Requirements = Continue the passage on recovering funds from a wallet.dat file, beginning after its last sentence.

Given passage =
• • • •
Did you forget the password of your wallet.dat or do you remember it?

If you remember, then you can skip the process of getting public keys entirely, and open Bitcoin Core andsend the wallet's balance to another wallet.

If you don't remember the password, then you need to understand that wallet.dat files have several hundred private keys inside it and that each one has a corresponding public key and address. You only need the public keys for addresses that have a non-zero balance in them.

You sound like you know how to use tools, so you should run Pywallet with the --dumpwallet switch to get a list of addresses inside. The private keys might be encrypted but that is not a problem for now.

Then, use block explorer like Blockchair to check if 1) the address is in their records - in other words, there is a transaction associated with it - and 2) if any bitcoins have been sent from those addresses. This'll give a compressed public key, but if a tool only accepts uncompressed keys there is a method to convert between the two.
• • • •
Entries shown =
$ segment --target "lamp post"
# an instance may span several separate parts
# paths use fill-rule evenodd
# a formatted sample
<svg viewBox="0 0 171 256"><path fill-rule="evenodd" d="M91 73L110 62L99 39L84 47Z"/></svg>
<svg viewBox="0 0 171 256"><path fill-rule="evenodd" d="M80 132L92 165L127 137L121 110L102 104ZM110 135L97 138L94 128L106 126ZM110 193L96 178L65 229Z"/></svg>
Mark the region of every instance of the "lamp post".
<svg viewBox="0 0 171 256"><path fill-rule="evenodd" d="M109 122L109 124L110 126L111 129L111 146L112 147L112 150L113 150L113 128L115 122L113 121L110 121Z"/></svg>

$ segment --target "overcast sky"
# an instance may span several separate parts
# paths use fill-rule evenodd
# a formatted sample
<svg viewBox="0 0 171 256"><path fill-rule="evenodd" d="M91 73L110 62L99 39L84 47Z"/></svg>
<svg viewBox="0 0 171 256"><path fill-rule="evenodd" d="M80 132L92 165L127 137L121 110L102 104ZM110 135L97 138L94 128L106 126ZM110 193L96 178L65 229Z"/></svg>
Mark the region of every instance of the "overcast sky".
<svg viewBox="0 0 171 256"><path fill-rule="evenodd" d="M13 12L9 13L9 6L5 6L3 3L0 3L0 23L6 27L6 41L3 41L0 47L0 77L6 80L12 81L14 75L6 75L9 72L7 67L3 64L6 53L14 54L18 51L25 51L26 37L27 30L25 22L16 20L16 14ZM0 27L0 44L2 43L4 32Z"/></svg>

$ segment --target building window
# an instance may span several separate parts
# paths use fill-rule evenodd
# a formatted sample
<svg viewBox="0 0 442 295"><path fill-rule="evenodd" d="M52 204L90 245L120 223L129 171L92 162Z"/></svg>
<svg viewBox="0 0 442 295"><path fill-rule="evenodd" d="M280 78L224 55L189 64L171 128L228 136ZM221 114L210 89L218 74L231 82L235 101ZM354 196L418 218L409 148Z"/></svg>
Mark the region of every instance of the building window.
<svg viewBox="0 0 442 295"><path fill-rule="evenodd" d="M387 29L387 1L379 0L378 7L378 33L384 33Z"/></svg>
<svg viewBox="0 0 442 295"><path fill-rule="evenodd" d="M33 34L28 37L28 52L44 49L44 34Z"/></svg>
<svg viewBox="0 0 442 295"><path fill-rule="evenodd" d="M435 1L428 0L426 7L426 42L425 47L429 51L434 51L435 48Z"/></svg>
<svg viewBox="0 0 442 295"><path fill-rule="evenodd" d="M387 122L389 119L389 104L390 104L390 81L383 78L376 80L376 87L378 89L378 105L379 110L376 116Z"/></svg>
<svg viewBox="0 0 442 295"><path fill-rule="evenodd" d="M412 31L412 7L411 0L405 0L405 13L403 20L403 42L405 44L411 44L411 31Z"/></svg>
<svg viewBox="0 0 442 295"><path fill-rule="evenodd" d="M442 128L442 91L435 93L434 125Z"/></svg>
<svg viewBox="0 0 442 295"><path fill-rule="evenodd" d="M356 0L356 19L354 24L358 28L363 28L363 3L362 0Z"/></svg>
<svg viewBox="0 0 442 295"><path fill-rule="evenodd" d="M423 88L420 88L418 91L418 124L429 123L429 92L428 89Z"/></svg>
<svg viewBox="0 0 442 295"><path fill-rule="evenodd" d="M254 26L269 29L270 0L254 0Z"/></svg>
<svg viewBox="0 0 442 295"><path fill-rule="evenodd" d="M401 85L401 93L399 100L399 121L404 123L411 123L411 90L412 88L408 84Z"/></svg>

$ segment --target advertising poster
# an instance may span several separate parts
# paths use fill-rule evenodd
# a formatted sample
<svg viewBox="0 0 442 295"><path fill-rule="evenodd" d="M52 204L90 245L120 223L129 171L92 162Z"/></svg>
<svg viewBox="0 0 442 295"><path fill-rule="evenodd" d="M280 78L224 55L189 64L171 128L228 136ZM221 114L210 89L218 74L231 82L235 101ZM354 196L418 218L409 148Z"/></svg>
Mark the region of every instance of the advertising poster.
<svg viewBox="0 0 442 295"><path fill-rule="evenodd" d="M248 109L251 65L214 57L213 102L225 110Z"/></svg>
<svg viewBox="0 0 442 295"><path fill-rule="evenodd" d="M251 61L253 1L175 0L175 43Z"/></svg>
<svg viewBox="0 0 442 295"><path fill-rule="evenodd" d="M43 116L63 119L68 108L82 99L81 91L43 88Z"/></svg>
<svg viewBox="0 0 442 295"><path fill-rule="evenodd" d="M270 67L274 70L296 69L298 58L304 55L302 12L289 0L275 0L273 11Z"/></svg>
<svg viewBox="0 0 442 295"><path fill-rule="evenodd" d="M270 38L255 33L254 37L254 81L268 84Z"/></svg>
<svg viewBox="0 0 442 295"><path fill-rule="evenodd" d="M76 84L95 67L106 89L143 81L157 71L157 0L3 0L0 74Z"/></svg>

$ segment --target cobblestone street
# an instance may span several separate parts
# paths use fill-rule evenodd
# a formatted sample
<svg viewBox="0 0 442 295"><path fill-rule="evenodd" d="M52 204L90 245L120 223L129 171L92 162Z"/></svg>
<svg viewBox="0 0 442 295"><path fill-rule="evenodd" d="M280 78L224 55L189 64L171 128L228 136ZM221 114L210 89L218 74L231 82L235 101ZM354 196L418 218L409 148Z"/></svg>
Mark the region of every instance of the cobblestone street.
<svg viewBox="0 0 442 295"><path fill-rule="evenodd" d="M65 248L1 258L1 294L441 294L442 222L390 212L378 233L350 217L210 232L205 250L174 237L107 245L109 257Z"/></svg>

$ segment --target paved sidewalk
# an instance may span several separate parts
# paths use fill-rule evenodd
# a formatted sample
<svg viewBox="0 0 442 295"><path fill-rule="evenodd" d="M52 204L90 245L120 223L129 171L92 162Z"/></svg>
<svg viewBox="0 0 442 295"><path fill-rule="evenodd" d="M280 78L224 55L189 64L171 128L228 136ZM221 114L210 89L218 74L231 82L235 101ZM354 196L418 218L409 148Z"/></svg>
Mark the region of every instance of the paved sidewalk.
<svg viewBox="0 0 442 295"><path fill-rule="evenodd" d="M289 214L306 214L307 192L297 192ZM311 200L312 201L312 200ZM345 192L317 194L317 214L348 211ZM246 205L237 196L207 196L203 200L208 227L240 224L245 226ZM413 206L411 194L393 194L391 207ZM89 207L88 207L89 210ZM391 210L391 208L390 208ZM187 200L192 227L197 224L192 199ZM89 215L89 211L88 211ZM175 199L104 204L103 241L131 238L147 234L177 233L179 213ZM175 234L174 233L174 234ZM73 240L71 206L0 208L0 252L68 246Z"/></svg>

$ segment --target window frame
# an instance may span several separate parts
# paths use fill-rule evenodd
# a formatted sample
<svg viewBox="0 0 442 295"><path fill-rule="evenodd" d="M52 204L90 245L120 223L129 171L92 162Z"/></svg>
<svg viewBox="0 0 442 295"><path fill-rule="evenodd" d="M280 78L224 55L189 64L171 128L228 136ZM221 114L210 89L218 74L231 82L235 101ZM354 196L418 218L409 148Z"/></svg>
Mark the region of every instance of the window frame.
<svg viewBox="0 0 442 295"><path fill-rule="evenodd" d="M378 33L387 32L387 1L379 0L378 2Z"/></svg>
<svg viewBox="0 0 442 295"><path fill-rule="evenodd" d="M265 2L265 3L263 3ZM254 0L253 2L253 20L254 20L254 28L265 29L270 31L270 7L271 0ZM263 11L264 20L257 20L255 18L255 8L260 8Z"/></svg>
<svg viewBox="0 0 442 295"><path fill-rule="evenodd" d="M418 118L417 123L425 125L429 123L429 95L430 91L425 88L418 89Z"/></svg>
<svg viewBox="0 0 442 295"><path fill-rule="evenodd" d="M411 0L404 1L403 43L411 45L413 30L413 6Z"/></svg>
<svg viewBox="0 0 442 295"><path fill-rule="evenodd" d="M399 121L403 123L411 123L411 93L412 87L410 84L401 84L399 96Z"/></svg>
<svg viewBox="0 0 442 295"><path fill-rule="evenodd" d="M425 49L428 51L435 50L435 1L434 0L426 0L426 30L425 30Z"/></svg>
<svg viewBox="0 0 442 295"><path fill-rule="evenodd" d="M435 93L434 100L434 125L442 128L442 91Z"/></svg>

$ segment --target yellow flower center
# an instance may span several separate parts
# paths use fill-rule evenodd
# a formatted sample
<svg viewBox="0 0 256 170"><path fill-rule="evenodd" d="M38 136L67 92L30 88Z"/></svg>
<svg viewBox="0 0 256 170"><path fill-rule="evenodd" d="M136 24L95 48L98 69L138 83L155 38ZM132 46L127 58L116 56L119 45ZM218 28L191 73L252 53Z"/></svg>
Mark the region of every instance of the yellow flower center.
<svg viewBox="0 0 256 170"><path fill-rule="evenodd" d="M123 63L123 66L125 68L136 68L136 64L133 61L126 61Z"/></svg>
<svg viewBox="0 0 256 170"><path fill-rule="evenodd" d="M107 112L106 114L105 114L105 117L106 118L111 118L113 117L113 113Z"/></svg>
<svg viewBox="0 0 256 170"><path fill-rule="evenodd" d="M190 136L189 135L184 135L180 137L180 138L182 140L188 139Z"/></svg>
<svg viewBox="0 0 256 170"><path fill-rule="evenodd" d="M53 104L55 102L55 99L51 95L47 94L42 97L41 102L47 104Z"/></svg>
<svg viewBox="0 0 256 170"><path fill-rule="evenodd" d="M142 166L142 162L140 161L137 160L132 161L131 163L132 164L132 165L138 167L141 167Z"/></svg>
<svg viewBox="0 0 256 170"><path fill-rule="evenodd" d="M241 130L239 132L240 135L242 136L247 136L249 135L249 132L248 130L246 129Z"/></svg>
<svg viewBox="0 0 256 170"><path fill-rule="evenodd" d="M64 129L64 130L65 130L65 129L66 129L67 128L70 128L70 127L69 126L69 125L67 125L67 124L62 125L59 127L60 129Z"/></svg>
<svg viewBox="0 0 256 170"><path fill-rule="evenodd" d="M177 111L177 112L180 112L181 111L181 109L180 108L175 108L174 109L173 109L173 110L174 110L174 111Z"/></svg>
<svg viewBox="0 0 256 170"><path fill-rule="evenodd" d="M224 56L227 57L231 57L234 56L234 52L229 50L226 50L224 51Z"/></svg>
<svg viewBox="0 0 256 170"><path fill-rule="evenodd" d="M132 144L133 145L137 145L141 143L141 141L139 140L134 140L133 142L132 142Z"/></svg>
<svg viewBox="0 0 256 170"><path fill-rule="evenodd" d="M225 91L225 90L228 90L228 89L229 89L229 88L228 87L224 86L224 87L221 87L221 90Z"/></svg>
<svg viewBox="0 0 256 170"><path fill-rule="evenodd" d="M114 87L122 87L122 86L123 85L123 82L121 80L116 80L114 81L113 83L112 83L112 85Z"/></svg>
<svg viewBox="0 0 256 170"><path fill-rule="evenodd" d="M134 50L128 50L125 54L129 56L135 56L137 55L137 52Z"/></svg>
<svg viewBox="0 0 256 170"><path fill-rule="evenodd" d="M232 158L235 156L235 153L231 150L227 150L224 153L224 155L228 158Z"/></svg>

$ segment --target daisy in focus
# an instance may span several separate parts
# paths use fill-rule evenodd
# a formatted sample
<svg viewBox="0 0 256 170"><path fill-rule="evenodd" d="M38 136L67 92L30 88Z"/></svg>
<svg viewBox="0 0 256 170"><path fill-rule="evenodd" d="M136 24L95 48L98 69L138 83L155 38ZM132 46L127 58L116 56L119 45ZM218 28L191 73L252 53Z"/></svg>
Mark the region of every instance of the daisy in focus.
• • • •
Result of the task =
The latter part is important because the public key is only exposed for outgoing transactions. If an address has only received incoming transactions then its public key has not been revealed and you only have a hash160.

P.S. it is far more likely you can recover the wallet if you brute force the password instead of each public key because you might have a faint remembering of the password while you have to search the entire 256-but range for each public key, and it will be almost impossible even for one public key.

Thank you so much, what is the best tool to use brute force? i heard btcrecover and hashcat will do the job, which is the fastest method? i have solid server with 32GB RAM and Xeon processor, i also can rent 8x RTX 2080ti GPU Servers? appreciate your response.

P.S i dont remember the password but i have handful of suggestions that i can start with.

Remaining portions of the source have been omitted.